Postby K2 » Apr 4th, 2006 at 2:25 am

EatMoreLead wrote:K2 you are so damn relationship-clueless, luckily Jenn seems 100x wiser than you in life matters.


Negative my friend. I'm as wise as they get... it's why I'm not divorced with 3 kids from two different wives by now. I wont settle for second-best.

And for the record, jenn is the best thing to happen to me in so long I cant remember.

Except of course for those oh-so-brief-but-magical 10 minutes me and puppy shared at HF LAN #2 (purr) :shock:

Miracle... most of the advice given here is sound. Compromise and communication is key. I know you have a kid to consider, but staying together with your gf is no good for the kid or yourself if all you two wind up doing is yelling and arguing and being miserable all the time. If you can fix things and live happily together, hey great. If you cant, cut your losses (with the kids best interests in mind of course) and move on.
+ + + + +
**What to do:**
**a)** Can you reproduce the part of the forum post above that opens with the words containing "EatMoreLead wrote:K2 you" and closes with "I cant remember."?
**b)** Could you carry on the relationship-advice forum post above, picking up right after its last sentence?

**Available data:**
+ + + + +
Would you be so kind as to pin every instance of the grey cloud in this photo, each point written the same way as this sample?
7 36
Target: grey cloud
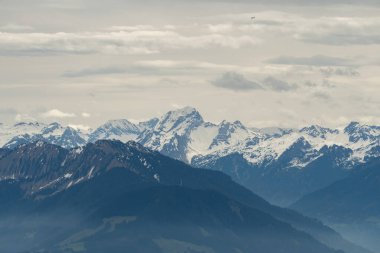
+ + + + +
**Response list:**
**a)**
EatMoreLead wrote:K2 you are so damn relationship-clueless, luckily Jenn seems 100x wiser than you in life matters.


Negative my friend. I'm as wise as they get... it's why I'm not divorced with 3 kids from two different wives by now. I wont settle for second-best.

And for the record, jenn is the best thing to happen to me in so long I cant remember.

**b)**
User avatar
rekloose-[PUPPY]
Elite Member
Posts: 4182
Joined: Sep 14th, 2002 at 11:38 pm

Postby rekloose-[PUPPY] » Apr 4th, 2006 at 2:42 am

K2 wrote:And for the record, jenn is the best thing to happen to me in so long I cant remember.


we should have a "And for the record, __________ is the best thing to happen to me in so long I cant remember." form so k2 doesn't have to keep on writing all that text every time the name changes.

:twisted: :D :shock:

User avatar
K2
Administrator
Posts: 7114
Joined: Sep 14th, 2002 at 6:33 am

Postby K2 » Apr 4th, 2006 at 3:09 am

Lies!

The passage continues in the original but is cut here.